→ Work to be completed: Retype everything from the start of the entries down to and including the line containing "POLYGON ((113 109, 116", character for character, without the pictures.

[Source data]
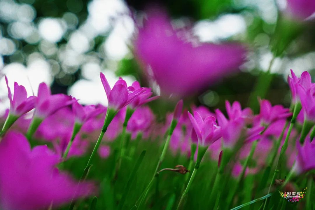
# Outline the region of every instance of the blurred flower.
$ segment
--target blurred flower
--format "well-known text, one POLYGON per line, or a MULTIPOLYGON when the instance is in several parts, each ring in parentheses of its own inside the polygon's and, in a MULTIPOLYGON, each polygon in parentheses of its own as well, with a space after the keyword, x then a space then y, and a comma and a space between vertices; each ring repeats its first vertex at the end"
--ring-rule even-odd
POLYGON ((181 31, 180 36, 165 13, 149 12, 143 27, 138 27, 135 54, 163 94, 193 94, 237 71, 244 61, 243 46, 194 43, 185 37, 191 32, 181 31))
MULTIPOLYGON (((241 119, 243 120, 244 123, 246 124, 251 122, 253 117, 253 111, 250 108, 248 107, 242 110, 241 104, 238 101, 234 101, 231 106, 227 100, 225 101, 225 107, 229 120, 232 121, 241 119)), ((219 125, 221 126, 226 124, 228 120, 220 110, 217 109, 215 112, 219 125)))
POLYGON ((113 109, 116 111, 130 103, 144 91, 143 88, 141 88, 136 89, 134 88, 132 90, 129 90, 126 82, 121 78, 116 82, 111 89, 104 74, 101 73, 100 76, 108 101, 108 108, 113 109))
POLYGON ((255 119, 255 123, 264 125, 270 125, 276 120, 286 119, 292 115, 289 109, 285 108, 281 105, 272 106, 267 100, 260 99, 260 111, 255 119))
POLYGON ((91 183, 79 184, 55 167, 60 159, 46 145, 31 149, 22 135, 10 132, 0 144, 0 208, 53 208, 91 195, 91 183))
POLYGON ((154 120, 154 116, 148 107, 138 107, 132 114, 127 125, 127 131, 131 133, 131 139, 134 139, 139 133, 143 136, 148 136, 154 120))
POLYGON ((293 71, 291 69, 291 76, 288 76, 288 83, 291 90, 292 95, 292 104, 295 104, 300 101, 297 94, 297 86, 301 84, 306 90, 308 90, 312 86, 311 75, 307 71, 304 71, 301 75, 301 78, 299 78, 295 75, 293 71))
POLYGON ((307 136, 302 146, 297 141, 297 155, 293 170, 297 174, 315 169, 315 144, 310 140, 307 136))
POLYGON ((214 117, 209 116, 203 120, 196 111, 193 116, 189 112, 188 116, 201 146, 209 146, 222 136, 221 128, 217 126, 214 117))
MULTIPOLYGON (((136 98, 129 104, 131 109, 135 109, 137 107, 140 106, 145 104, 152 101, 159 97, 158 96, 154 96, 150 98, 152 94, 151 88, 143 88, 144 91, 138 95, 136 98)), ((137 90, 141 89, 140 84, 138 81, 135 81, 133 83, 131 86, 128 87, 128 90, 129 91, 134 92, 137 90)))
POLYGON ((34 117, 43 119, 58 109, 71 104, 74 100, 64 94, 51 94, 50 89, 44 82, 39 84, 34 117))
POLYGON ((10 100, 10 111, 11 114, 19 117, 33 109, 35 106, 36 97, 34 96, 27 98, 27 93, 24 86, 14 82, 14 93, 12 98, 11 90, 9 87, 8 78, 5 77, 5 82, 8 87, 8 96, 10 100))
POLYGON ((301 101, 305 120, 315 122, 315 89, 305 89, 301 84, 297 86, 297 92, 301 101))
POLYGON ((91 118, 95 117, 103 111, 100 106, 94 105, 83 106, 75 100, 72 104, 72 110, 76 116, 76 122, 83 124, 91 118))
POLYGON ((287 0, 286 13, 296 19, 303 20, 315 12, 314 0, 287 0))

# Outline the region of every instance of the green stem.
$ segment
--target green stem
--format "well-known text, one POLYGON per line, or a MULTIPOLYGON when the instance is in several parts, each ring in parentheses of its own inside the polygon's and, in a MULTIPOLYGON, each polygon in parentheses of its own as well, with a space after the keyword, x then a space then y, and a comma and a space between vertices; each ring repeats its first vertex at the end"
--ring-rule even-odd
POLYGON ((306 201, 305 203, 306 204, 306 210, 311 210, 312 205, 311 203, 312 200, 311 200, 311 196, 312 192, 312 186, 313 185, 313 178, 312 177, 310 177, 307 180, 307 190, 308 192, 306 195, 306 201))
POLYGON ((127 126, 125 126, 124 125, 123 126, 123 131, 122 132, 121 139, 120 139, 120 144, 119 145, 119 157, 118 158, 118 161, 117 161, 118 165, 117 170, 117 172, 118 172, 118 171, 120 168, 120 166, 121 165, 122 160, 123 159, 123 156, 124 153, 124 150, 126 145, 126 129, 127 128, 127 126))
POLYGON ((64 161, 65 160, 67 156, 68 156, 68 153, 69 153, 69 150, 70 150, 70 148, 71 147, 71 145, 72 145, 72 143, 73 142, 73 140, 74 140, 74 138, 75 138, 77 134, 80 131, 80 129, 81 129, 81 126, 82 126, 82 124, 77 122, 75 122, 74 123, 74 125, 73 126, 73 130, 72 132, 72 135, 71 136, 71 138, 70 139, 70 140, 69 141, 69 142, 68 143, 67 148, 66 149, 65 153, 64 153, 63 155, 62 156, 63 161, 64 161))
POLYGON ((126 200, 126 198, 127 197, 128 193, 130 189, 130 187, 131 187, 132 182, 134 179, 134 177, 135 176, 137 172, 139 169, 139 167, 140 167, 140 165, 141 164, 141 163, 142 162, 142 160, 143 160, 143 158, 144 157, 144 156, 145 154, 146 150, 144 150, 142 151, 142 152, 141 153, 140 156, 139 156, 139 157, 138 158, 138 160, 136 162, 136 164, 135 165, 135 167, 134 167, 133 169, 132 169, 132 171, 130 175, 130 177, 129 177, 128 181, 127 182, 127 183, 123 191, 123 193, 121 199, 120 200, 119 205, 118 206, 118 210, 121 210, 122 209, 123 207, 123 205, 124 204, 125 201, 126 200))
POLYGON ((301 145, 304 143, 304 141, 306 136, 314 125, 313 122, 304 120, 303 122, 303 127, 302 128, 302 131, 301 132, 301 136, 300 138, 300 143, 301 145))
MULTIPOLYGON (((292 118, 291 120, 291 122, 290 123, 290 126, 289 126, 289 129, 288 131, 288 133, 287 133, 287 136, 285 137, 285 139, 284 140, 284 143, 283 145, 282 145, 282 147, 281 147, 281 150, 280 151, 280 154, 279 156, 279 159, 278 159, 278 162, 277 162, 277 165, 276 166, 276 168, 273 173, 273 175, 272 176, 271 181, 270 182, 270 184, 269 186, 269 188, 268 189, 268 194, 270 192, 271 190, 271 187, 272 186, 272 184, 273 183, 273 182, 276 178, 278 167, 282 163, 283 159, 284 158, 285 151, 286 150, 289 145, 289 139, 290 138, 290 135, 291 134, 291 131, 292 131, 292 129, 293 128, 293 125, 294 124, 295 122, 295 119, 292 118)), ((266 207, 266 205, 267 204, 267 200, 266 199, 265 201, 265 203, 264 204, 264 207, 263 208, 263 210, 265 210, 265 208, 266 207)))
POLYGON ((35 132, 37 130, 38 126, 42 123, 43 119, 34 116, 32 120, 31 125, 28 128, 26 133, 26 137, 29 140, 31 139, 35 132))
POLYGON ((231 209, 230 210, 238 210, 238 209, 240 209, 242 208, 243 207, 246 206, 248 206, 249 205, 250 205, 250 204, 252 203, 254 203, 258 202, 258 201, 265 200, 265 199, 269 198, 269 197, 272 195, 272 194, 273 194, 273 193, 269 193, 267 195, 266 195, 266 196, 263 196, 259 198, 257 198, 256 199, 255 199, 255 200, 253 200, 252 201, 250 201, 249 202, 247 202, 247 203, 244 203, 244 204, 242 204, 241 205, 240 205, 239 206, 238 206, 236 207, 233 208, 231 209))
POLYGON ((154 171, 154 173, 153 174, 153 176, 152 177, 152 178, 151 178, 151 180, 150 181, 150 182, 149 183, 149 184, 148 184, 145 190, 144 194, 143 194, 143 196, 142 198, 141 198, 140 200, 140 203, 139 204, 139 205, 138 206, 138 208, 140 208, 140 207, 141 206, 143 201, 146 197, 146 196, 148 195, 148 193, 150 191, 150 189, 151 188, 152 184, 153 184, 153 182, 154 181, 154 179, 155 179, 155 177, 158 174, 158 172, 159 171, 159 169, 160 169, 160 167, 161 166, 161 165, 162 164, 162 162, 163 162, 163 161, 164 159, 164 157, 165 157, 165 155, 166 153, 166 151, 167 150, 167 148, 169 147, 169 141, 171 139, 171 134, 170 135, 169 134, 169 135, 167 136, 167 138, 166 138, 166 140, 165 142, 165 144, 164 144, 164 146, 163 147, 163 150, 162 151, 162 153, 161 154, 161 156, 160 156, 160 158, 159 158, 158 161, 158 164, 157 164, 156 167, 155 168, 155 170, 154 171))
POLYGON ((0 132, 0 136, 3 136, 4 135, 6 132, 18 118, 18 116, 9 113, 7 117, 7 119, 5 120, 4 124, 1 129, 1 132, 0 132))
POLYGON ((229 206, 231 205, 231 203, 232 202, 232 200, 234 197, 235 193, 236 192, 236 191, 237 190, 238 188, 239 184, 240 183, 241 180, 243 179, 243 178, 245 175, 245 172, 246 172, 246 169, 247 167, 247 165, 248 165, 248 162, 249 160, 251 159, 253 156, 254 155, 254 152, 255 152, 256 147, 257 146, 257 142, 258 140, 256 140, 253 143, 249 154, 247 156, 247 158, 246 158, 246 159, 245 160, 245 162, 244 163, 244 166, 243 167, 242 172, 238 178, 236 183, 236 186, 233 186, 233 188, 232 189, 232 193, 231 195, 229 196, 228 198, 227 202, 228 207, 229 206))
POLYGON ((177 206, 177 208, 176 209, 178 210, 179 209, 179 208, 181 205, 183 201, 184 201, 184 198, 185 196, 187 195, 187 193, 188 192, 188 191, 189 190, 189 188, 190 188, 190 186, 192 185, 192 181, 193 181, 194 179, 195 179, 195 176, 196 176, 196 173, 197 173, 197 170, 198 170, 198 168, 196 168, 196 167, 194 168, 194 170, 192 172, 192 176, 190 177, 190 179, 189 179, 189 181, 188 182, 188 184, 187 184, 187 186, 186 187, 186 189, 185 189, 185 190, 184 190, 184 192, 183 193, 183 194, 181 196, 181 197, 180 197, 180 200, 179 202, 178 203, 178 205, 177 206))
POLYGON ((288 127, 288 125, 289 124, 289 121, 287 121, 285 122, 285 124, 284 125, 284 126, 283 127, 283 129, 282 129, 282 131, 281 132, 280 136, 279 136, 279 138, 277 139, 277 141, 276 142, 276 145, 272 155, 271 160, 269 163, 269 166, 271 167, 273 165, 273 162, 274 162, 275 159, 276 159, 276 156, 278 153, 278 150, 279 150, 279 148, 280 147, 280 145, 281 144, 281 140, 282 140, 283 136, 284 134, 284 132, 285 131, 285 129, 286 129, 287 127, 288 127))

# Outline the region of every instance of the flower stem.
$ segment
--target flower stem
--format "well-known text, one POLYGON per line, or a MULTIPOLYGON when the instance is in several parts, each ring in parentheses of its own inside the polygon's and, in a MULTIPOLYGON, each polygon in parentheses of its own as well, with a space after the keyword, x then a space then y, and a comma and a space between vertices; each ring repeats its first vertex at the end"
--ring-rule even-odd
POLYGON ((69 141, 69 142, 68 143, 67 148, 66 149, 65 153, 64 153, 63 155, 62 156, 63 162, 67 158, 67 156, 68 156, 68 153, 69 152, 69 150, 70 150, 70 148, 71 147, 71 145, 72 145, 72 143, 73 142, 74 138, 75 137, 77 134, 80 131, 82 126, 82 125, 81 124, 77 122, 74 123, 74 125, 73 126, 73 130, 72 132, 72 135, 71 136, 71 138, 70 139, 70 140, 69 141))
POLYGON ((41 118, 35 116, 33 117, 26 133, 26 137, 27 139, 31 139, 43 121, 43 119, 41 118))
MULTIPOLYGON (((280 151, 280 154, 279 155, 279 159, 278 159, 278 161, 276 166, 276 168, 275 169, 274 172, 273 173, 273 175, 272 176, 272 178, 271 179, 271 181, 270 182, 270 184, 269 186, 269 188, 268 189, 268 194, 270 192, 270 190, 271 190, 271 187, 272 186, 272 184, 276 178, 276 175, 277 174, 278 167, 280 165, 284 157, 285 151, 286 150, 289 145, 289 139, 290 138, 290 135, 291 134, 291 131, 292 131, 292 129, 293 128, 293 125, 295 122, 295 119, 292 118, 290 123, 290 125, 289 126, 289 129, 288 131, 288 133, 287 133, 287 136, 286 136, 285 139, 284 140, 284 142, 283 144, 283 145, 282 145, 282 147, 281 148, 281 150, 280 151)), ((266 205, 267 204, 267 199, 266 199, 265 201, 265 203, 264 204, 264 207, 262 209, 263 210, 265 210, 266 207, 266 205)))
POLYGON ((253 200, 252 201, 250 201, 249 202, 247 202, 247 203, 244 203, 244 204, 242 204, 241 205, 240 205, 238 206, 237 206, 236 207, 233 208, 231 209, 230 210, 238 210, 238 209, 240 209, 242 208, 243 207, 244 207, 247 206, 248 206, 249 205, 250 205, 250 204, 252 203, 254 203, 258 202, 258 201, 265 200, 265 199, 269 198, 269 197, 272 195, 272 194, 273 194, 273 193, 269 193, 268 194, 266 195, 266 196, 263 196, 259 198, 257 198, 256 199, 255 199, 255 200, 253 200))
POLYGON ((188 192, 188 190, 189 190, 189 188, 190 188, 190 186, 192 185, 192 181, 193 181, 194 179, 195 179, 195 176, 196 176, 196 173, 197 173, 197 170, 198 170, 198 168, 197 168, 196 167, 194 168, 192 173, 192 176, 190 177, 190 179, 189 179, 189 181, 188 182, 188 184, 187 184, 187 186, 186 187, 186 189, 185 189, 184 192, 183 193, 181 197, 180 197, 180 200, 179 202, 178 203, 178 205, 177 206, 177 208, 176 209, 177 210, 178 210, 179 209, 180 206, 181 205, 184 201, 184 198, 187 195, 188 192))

→ Reply:
# Outline the region of every instance of the blurred flower.
$ segment
--target blurred flower
--format "well-known text, one POLYGON per line, or a MULTIPOLYGON when the instance is in several parts, each ring in parentheses of its own inside the polygon's and, in a MULTIPOLYGON, each polygon in parentheses of its own as well, with a space after the keyword, x then a space then y, and a comma and a space between vertices; each ring repeats its first vertex at the end"
--ring-rule even-odd
POLYGON ((181 31, 180 36, 165 13, 149 12, 143 27, 138 27, 135 54, 163 94, 193 94, 237 71, 244 61, 243 46, 194 43, 185 37, 191 32, 181 31))
MULTIPOLYGON (((241 119, 243 120, 244 123, 246 124, 251 122, 253 117, 253 111, 250 108, 248 107, 242 110, 241 104, 238 101, 234 101, 231 106, 227 100, 225 101, 225 107, 229 120, 232 121, 241 119)), ((219 125, 221 126, 226 124, 228 120, 220 110, 217 109, 215 112, 219 125)))
POLYGON ((113 109, 116 111, 130 103, 144 91, 143 88, 141 88, 136 89, 134 88, 132 90, 129 90, 126 82, 121 78, 116 82, 111 89, 104 74, 101 73, 100 76, 108 101, 108 108, 113 109))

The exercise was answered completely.